Set problem A ::
Answer these questions using the Elizabeth station text below.
(i) Between which two streets is the station located?
(ii) On what date did the funeral train of Robert F. Kennedy pass through the station?
(iii) To what speed had the engineer of the New York-bound train slowed for the curve?
Set problem B ::
Switch "Midtown" to "Downtown" and reproduce the Elizabeth station text from "Elizabeth is a" to "have stops nearby.".
Set problem C ::
Pick up the Elizabeth station text after its final sentence and continue it.

Elizabeth is a New Jersey Transit station in Midtown in Elizabeth, Union County, New Jersey,  southwest of New York Penn Station on the Northeast Corridor. It is between Broad Street and West Grand Street on an embankment and viaduct. This station is often called Broad Street Elizabeth to distinguish it from North Elizabeth station. A number of bus lines have stops nearby.

History 
On June 9, 1968 the funeral train of Robert F. Kennedy heading south to Washington, DC passed through the station, where crowds lined the tracks to bid farewell and pay tribute. Prior to its passing, two persons were killed and 5 injured after being struck by a northbound Penn Central train that had originated in Chicago. They were unable to get off the track in time, though the New York-bound train's engineer had slowed to 30 mph for the normally 55 mph curve, blown his horn continuously, and rung his bell through the curve.

Rows ::
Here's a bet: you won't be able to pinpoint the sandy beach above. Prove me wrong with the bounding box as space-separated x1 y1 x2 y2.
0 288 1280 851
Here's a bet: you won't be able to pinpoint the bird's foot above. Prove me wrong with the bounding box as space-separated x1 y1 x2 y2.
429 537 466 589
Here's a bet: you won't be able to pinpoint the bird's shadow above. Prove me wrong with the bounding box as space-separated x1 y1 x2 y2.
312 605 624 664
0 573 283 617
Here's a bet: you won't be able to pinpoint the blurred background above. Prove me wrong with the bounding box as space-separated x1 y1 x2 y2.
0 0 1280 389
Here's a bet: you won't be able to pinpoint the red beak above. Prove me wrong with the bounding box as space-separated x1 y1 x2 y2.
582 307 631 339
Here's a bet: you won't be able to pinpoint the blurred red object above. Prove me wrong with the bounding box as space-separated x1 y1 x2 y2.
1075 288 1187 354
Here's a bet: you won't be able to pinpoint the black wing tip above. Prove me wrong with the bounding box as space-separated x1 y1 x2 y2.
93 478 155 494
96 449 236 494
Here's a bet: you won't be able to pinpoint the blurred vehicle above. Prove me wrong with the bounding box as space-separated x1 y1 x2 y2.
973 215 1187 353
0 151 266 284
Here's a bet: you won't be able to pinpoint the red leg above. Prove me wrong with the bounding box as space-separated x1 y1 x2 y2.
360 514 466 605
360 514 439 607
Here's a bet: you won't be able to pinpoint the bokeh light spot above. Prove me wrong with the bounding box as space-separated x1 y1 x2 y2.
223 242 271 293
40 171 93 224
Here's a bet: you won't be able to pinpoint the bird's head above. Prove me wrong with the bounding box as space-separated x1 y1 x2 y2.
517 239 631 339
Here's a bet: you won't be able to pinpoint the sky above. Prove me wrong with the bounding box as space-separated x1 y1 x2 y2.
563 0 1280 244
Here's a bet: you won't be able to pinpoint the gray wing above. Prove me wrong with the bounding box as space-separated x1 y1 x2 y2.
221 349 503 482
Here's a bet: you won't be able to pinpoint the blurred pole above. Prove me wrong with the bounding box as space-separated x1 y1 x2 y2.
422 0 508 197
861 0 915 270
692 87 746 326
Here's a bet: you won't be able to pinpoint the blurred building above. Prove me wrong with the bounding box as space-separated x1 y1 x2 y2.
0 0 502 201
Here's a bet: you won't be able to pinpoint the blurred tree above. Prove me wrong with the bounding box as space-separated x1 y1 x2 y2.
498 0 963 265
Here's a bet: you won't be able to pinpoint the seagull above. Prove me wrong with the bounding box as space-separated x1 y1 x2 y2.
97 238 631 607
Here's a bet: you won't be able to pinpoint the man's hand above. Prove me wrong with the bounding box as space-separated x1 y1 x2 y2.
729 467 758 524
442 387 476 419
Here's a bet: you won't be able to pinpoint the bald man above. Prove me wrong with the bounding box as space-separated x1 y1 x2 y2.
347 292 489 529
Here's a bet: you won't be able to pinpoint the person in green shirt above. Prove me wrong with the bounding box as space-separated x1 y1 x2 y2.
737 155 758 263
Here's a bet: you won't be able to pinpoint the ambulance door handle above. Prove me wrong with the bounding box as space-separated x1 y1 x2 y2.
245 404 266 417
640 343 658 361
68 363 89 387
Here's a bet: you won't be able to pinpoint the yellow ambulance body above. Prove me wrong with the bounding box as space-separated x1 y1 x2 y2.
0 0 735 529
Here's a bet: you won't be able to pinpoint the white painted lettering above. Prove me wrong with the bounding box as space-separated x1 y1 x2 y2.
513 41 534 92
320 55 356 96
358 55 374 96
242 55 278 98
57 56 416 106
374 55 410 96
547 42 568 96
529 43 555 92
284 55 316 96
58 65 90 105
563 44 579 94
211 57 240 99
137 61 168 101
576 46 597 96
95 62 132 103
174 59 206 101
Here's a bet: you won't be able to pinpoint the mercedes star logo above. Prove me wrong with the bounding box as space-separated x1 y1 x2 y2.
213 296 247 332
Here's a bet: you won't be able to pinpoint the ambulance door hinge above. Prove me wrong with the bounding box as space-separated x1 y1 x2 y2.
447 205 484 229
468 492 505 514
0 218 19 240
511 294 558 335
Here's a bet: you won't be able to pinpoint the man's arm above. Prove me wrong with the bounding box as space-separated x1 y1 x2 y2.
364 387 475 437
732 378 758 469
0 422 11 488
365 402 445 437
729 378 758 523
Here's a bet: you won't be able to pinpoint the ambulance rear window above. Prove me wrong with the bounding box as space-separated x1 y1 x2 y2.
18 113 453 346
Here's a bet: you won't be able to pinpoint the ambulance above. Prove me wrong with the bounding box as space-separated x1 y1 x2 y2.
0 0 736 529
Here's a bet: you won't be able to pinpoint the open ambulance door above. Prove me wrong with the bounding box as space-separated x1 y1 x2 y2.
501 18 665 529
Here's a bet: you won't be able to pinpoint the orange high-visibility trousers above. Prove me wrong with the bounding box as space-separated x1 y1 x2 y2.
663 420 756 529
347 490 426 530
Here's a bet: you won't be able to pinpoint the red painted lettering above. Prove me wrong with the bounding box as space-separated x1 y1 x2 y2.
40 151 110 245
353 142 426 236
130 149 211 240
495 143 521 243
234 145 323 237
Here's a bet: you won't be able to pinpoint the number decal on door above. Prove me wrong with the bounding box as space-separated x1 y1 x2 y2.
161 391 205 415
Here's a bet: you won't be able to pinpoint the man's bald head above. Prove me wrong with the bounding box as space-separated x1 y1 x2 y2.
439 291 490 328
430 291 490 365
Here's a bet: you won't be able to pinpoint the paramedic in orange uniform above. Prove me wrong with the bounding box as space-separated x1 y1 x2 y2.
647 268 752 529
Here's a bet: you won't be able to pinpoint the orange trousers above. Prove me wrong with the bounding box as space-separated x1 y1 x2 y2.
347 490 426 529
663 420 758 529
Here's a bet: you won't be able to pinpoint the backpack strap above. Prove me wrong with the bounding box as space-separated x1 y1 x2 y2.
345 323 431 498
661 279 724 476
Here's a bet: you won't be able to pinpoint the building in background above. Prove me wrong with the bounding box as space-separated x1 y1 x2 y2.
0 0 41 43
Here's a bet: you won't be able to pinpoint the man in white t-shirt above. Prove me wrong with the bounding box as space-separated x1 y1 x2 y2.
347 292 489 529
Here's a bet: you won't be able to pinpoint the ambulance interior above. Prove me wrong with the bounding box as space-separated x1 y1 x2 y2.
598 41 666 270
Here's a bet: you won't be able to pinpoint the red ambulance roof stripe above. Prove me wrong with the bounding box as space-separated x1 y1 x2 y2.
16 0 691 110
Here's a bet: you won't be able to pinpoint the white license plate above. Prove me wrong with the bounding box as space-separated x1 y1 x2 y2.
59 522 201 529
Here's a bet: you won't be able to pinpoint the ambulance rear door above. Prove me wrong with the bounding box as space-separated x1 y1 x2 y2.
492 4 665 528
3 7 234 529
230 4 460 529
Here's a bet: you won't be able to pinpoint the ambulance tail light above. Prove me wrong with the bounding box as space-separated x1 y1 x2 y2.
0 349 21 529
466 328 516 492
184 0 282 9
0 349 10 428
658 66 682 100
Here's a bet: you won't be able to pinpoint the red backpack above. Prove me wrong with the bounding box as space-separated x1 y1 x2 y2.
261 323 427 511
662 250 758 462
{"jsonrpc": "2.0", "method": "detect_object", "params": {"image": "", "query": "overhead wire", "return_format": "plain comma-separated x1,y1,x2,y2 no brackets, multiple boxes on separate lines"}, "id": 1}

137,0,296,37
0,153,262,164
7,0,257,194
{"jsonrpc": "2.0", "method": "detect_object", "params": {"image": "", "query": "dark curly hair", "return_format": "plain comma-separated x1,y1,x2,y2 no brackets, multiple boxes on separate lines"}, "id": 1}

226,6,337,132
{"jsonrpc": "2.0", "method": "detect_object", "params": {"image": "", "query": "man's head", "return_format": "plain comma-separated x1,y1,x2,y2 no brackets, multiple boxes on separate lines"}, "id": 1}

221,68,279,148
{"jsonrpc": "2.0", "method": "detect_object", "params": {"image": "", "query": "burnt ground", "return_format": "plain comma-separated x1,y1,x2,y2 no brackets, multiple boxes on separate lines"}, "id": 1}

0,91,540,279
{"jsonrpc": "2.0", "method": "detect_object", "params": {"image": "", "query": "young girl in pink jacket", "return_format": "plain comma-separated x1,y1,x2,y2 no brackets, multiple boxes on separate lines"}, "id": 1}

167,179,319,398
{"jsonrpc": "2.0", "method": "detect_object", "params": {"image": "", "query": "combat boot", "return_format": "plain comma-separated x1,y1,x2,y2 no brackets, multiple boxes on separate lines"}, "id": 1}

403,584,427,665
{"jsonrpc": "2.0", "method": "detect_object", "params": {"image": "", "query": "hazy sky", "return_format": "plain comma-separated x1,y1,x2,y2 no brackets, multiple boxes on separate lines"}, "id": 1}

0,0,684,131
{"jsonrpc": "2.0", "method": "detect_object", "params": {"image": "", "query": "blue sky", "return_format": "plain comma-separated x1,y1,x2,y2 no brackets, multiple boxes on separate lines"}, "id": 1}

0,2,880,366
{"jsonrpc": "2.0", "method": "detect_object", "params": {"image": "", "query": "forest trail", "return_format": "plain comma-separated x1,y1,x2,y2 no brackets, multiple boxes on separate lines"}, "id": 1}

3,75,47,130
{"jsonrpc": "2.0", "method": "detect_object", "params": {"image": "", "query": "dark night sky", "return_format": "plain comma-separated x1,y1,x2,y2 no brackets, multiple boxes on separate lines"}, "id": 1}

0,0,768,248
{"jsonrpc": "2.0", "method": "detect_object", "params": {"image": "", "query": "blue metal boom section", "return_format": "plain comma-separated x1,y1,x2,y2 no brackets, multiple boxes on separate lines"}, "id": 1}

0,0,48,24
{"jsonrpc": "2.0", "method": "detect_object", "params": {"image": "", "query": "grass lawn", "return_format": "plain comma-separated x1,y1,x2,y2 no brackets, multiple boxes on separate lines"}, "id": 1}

Final answer A ::
(i) Broad Street and West Grand Street
(ii) June 9, 1968
(iii) 30 mph

Final answer B ::
Elizabeth is a New Jersey Transit station in Downtown in Elizabeth, Union County, New Jersey,  southwest of New York Penn Station on the Northeast Corridor. It is between Broad Street and West Grand Street on an embankment and viaduct. This station is often called Broad Street Elizabeth to distinguish it from North Elizabeth station. A number of bus lines have stops nearby.

Final answer C ::
In January 2015 it was announced that a new station house, platforms, and stairways would be built, a project estimated to cost $55 million (2015 USD). The design was made in coordination with Amtrak (which owns the NEC but ended Elizabeth stops about 1973) which plans to add a fifth track.
The station is next to the former Central Railroad of New Jersey station. Funding was approved in 2018, and includes the creation of a transit plaza between the two stations. Construction began in 2019 and is expected to be completed in 2022.

Station layout
The station has two high-level side platforms; Amtrak's Northeast Corridor trains do not stop.

S-Curve Improvements
The Elizabeth S-curve limits speeds imposed by the transition between the two curves in the S-curve. There have been many discussions over possible improvements. Amtrak says the current speed limit is 80 MPH for Acela and 70 MPH for Northeast Regionals. However, in practice trains operate more slowly “due to a restrictive ‘approach limited’ signaling that governs the approach to Elizabeth, requiring trains to make a braking application.”. In technical terms, the issue is due to restrictive ‘approach limited’ signaling (causing all trains to slow down to 55MPH before speeding back up to the speed limit) and the station needs to be converted to 562 signaling and specified through ACSES transponders to allow travel at the stated speed limit.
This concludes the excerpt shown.